__What is expected__: Every entry should appear in your answer exactly as it does here.

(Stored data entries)

···

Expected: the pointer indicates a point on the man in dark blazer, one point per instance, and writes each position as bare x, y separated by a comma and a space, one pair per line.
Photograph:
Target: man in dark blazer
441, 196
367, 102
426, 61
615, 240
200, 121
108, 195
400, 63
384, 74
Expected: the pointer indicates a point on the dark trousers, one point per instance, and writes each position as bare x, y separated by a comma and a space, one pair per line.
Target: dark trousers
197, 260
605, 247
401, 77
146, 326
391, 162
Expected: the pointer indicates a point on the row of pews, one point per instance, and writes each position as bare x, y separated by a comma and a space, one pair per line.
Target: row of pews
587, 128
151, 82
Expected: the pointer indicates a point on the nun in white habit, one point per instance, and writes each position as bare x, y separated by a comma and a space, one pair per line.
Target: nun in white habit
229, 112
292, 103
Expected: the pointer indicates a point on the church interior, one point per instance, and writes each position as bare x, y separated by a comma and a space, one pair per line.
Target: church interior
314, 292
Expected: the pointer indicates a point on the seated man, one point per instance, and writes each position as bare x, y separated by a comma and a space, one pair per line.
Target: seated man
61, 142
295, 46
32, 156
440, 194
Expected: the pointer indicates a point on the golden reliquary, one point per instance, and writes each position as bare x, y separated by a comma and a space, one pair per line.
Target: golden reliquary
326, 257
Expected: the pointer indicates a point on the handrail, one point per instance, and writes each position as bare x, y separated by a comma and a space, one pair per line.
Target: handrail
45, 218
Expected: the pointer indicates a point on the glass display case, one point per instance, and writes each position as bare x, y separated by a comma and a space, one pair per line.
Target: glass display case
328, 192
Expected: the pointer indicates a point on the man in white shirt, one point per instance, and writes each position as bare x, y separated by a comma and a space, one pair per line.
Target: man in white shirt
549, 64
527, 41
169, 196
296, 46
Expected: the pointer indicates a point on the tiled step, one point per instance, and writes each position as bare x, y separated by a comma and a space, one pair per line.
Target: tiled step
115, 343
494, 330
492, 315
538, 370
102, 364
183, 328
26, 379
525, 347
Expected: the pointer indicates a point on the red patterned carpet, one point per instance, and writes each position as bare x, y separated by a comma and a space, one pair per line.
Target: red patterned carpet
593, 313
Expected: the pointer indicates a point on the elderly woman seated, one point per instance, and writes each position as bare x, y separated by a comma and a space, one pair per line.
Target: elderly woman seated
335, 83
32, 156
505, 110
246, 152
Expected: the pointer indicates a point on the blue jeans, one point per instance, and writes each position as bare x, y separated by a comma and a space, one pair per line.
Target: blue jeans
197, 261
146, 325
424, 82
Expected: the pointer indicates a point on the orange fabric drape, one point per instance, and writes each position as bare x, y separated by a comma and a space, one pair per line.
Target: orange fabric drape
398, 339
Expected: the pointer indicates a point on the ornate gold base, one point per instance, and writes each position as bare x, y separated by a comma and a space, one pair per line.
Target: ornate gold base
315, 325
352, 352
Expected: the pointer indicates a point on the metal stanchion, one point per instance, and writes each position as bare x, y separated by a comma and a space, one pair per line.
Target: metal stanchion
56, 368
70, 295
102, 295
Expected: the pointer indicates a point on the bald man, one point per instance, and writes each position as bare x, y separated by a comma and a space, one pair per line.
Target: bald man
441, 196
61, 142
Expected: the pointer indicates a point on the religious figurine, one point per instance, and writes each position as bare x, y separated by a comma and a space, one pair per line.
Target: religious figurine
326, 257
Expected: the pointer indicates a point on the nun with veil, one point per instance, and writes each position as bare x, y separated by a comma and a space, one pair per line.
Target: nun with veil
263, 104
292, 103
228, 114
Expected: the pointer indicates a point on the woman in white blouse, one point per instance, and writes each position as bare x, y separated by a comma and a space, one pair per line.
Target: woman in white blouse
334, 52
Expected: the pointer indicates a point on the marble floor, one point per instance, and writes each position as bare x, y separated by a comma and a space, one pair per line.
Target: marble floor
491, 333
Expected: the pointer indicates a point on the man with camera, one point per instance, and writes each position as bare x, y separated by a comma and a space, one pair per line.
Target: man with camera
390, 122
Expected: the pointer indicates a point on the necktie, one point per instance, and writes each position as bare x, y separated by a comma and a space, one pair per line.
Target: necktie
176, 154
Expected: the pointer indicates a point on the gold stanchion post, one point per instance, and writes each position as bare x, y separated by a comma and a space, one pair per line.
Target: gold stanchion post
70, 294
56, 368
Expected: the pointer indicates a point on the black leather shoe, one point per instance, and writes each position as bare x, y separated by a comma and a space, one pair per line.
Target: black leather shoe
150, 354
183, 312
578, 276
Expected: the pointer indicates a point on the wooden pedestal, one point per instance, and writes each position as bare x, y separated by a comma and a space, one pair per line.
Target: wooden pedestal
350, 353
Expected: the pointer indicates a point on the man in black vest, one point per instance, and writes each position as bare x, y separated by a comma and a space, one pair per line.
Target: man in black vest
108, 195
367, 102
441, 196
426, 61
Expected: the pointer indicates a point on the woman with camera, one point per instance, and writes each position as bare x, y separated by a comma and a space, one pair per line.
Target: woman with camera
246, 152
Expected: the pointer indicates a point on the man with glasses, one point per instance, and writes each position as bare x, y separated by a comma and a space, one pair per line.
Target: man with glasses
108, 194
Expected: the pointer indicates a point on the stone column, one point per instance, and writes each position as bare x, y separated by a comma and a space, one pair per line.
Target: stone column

···

__Finished exercise__:
Expected: the pointer indicates a point on the man in dark blazer, one point per instance, and writes each position as bare x, y separated by a comma and a space, one pair per line.
Photograph:
Target: man in dark blazer
441, 196
367, 102
426, 61
615, 240
200, 121
108, 195
400, 63
384, 74
Expected: the pointer indicates a point on the dark trousers, one point per instance, and writes each position as bare x, y separated by a comma and a space, one pair per line.
Target: dark trousers
197, 260
605, 247
401, 77
146, 326
391, 162
Expected: the pointer indicates a point on the row of pews, one point per instance, and writes each position as bare x, y separated by a comma and a space, one pair per line.
Target: row of pews
587, 128
151, 82
Expected: the pointer indicates a point on the nun in white habit, one point per instance, and writes each position as bare x, y separated by a comma and a space, one pair per line.
Target: nun in white habit
229, 112
292, 103
Expected: the pointer indicates a point on the church interior, one point per instance, and writes each position as bare x, y separated by a comma and a space, one pair per line.
Target: church interior
314, 292
Expected: the pointer indicates a point on the seated man, one point per instance, and writes each position as bare x, y separated by a comma and a space, one pair per line.
Target: seated man
61, 142
295, 46
32, 156
440, 194
Expected: the pointer indicates a point on the golden reliquary, one point per instance, and writes each position as bare x, y separated by a comma and a space, one pair per line.
Target: golden reliquary
326, 257
Expected: the pointer indicates a point on the handrail, one point per instance, and writes each position as bare x, y separated by a comma and a space, one pair per line.
Target: handrail
45, 218
Expected: the pointer indicates a point on the glass display case, one point per instance, and writes each position as bare x, y separated by a comma and a space, one pair per line.
Target: glass display case
328, 192
Expected: the pointer indicates a point on the man in white shirt, one point per instance, and writes each position as bare x, y separated by a comma and a space, one pair per line.
Target: man in white shirt
549, 64
527, 41
169, 196
296, 46
Expected: the pointer indicates a point on the tiled step, one point per instance, and writes each position as bare x, y separated by a comma and a space, one pair per line.
Target: tiled step
115, 343
494, 330
492, 315
538, 370
102, 364
183, 328
26, 379
525, 347
Expected: the pointer indicates a point on the red patterned carpet, one point per instance, and writes each position as bare x, y separated by a comma and a space, one pair per line.
Target: red patterned carpet
593, 313
Expected: the pointer indicates a point on the elderly woman seated, one point per instance, and writes each position as bare x, y separated by a comma and a space, one pair per line.
Target: elderly woman seated
335, 83
32, 156
505, 110
246, 152
Expected: the pointer indicates a point on the blue jeans, one point per instance, and writes each position as bare x, y separated by a comma and a space, one pair per line.
Target: blue jeans
197, 261
146, 325
424, 82
Expected: the pointer indicates a point on the orange fabric drape, one point per instance, and writes each position as bare x, y separated by a comma and a space, one pair per line.
Target: orange fabric drape
398, 339
Expected: the pointer indicates a point on the ornate gold base, one point per instance, and writes each position as bare x, y separated by a comma and a space, one pair per line.
Target: ornate gold base
315, 325
352, 352
Expected: the pointer indicates a point on the metal stanchion, one point per instance, and writes each position as bare x, y separated by a comma and a space, one pair per line.
Target: metal stanchion
56, 368
70, 295
102, 295
Expected: the pointer indicates a point on the bald man, one point per instance, and writes each position as bare x, y separated by a comma and a space, one pair per line.
Target: bald man
441, 196
61, 142
Expected: the pointer indicates a point on the religious figurine, one point per instance, and writes each position as bare x, y separated by a comma and a space, one pair per line.
Target: religious figurine
326, 257
Expected: the pointer indicates a point on the nun with veil, one point per instance, and writes each position as bare x, y separated by a comma and a space, one pair per line.
Target: nun with veil
263, 104
292, 103
228, 114
Expected: the pointer indicates a point on the woman in white blouse, one point per instance, and writes each position as bare x, y separated by a comma and a space, one pair per line.
Target: woman in white blouse
334, 52
Expected: the pointer indicates a point on the marble floor, one point per instance, and writes each position as bare x, y separated by a comma and a space, one pair per line.
Target: marble floor
491, 333
Expected: the pointer indicates a point on the man with camera, one point per instance, and writes each position as bare x, y separated by a comma and a space, one pair per line.
Target: man with camera
390, 122
Expected: the pointer indicates a point on the necktie, one point per instance, and writes each position as bare x, y separated by a comma and a space, one pair per line.
Target: necktie
176, 154
Expected: the pointer indicates a point on the gold stanchion post, one point per instance, and writes each position as bare x, y separated by a comma and a space, one pair per line.
Target: gold stanchion post
70, 294
56, 368
Expected: the pointer indicates a point on the black leather shoe, one point per instance, and writes each position as bare x, y separated by a comma and a space, one pair per line.
Target: black leather shoe
150, 354
183, 312
578, 276
Expected: the pointer indicates a point on the wooden pedestal, one point per instance, and writes each position as bare x, y separated by a comma and a space, one pair per line.
Target: wooden pedestal
350, 353
Expected: the pointer indicates a point on the man in black vest, one point per instance, and writes each position as bare x, y separated by a comma and a space, one pair per line.
Target: man in black vest
108, 195
367, 102
441, 196
426, 61
Expected: the pointer indicates a point on the woman with camera, one point per instance, and writes each position as bare x, y separated by a comma and a space, one pair per line.
Target: woman with camera
246, 152
Expected: the pointer indicates a point on the man with glasses, one point per instance, and writes each position as bare x, y separated by a comma and a space, one pair per line.
Target: man with glasses
108, 194
Expected: the pointer indicates a point on the stone column, one point per instance, and writes each position as bare x, y separated by a comma and a space, one pair per line.
Target: stone column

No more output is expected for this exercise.